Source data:
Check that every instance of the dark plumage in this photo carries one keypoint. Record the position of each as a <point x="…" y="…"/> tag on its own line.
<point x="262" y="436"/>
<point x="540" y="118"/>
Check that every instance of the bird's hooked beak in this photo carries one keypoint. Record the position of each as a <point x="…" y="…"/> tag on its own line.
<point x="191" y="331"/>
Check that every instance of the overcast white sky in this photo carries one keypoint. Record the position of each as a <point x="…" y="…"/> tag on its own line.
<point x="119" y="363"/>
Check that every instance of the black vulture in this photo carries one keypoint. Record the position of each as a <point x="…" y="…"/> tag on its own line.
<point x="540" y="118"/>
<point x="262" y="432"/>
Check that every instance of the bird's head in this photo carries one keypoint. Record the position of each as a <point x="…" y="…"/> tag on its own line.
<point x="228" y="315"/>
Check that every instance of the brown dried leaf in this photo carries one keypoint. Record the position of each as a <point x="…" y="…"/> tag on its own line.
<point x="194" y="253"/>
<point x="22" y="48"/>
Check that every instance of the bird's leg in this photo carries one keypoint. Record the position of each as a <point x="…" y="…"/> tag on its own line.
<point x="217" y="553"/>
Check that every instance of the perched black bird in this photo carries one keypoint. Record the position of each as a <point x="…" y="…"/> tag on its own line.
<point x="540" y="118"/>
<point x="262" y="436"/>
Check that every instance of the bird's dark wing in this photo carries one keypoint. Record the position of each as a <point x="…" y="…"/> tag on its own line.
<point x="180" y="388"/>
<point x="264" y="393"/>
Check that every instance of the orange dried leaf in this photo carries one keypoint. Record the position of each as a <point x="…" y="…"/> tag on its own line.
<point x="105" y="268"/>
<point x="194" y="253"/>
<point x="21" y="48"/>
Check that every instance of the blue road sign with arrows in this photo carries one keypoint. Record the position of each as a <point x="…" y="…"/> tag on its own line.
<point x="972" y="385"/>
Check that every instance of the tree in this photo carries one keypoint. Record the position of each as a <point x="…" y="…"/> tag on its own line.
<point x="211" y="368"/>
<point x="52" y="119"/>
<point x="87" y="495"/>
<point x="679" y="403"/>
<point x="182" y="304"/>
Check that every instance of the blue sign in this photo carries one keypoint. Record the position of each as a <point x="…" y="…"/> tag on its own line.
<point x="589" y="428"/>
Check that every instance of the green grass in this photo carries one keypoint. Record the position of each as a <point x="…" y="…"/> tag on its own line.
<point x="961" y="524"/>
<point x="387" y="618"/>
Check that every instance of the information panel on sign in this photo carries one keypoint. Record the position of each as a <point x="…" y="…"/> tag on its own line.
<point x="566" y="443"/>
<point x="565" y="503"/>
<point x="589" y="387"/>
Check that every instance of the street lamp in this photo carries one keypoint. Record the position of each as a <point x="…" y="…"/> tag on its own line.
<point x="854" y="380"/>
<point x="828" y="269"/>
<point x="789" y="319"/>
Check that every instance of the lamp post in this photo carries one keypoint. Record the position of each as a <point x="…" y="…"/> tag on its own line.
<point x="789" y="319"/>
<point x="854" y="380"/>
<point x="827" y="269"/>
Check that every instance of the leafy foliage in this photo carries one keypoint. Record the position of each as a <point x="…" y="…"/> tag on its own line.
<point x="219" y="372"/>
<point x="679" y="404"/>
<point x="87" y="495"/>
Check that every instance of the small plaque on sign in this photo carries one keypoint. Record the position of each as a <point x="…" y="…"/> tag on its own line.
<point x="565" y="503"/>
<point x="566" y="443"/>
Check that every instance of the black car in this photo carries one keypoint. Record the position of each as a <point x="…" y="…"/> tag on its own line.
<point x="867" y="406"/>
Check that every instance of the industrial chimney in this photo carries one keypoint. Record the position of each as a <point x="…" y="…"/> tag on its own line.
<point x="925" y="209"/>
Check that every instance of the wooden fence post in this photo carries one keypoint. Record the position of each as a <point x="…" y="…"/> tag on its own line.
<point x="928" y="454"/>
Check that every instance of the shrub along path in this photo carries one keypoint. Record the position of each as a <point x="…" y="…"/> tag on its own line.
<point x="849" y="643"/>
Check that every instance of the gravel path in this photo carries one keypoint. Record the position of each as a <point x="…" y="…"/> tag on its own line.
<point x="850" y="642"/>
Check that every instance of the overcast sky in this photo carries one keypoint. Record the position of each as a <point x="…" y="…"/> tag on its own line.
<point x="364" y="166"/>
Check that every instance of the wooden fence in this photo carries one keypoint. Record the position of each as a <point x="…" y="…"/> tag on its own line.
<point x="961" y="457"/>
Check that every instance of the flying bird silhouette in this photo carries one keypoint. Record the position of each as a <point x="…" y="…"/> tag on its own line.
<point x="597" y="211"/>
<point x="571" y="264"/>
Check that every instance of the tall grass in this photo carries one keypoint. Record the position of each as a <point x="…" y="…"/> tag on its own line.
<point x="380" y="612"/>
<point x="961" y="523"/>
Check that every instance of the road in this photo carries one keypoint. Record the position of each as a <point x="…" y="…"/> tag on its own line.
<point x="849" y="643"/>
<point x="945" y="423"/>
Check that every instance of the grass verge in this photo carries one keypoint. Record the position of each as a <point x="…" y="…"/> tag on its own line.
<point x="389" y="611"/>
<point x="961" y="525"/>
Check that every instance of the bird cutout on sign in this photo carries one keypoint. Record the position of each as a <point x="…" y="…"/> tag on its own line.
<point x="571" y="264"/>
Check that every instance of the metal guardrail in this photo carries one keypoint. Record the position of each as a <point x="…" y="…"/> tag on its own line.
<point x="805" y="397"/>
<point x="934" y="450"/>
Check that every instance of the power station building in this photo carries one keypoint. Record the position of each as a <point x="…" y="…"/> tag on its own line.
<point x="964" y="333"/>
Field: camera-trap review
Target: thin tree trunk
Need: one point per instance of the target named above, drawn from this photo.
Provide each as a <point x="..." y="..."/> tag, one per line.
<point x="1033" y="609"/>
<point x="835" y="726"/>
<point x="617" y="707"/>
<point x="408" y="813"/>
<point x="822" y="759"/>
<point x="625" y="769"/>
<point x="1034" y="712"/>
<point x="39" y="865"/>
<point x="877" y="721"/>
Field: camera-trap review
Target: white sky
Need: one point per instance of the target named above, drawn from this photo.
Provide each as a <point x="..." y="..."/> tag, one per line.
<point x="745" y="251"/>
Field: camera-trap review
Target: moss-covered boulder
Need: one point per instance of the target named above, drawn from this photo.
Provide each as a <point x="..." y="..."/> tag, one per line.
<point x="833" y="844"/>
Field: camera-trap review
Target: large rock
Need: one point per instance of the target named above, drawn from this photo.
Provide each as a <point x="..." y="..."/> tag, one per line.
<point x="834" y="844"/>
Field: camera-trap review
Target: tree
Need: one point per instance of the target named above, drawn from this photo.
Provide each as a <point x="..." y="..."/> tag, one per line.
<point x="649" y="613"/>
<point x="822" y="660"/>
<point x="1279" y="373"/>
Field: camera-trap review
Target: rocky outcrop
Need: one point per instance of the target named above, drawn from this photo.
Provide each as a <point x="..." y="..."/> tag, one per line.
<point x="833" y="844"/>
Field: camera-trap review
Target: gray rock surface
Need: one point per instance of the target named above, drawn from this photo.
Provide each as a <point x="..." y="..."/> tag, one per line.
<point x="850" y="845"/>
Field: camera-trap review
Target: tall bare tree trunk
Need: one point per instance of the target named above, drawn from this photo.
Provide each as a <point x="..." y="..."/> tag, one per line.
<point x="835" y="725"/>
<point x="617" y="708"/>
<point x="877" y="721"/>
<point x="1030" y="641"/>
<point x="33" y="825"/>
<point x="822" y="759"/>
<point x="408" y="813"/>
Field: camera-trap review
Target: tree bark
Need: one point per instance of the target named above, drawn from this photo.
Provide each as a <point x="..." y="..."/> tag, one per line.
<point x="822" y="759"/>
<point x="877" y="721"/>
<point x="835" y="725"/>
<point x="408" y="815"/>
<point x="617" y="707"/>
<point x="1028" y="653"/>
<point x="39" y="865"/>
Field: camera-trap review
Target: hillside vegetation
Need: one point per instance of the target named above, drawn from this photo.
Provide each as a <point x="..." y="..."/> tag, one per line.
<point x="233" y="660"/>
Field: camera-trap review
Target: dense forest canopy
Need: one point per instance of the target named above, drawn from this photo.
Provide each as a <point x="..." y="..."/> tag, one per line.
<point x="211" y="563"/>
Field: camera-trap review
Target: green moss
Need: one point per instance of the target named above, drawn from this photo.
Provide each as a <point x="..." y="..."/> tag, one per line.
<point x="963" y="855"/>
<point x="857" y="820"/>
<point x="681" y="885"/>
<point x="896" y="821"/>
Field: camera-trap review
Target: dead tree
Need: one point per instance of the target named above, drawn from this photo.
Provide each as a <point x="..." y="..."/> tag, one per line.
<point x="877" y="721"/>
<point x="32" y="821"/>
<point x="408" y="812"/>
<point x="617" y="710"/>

- [THE PROBLEM] Using the records above, restate word for word the lines from the one with "Target: large rock" through the one with "Target: dense forest canopy", both included.

- [RESPONSE AREA]
Target: large rock
Need: one point per instance of the target named above, drawn from this photo.
Provide each as a <point x="..." y="..."/> tag, one per line.
<point x="834" y="844"/>
Field: camera-trap review
Target: tree
Need: one point per instance of the target named above, drawn from this photo.
Provide each as a <point x="..." y="..."/> tag, one per line.
<point x="649" y="613"/>
<point x="822" y="660"/>
<point x="1279" y="373"/>
Field: camera-trap review
Target: rocky outcrop
Need: one point per instance of the target named above, drawn from this photo.
Provide each as a <point x="..." y="..."/> tag, one per line.
<point x="833" y="844"/>
Field: camera-trap review
Target: gray rock surface
Need: one point per instance of the target named above, drawn from this photo.
Provide each as a <point x="..." y="..."/> tag, one per line.
<point x="850" y="845"/>
Field: camera-trap review
Target: tall bare tree trunk
Need: one point per instance of the target named above, drawn from this photo.
Provide each as a <point x="..." y="..."/> tag, one per line.
<point x="835" y="725"/>
<point x="617" y="708"/>
<point x="877" y="721"/>
<point x="1030" y="641"/>
<point x="33" y="825"/>
<point x="822" y="759"/>
<point x="408" y="813"/>
Field: camera-trap review
Target: tree bark
Need: one point per instance of the target named above, drawn from this photo.
Provide each as a <point x="..." y="..."/> tag, one per line.
<point x="822" y="759"/>
<point x="877" y="721"/>
<point x="835" y="725"/>
<point x="408" y="815"/>
<point x="617" y="707"/>
<point x="1028" y="653"/>
<point x="39" y="865"/>
Field: camera-trap review
Target: hillside vegetation
Need: one point per instance of the target named above, drawn from this photo.
Provide each as a <point x="..." y="..."/> tag, one per line.
<point x="233" y="660"/>
Field: camera-trap review
Target: dense forest canopy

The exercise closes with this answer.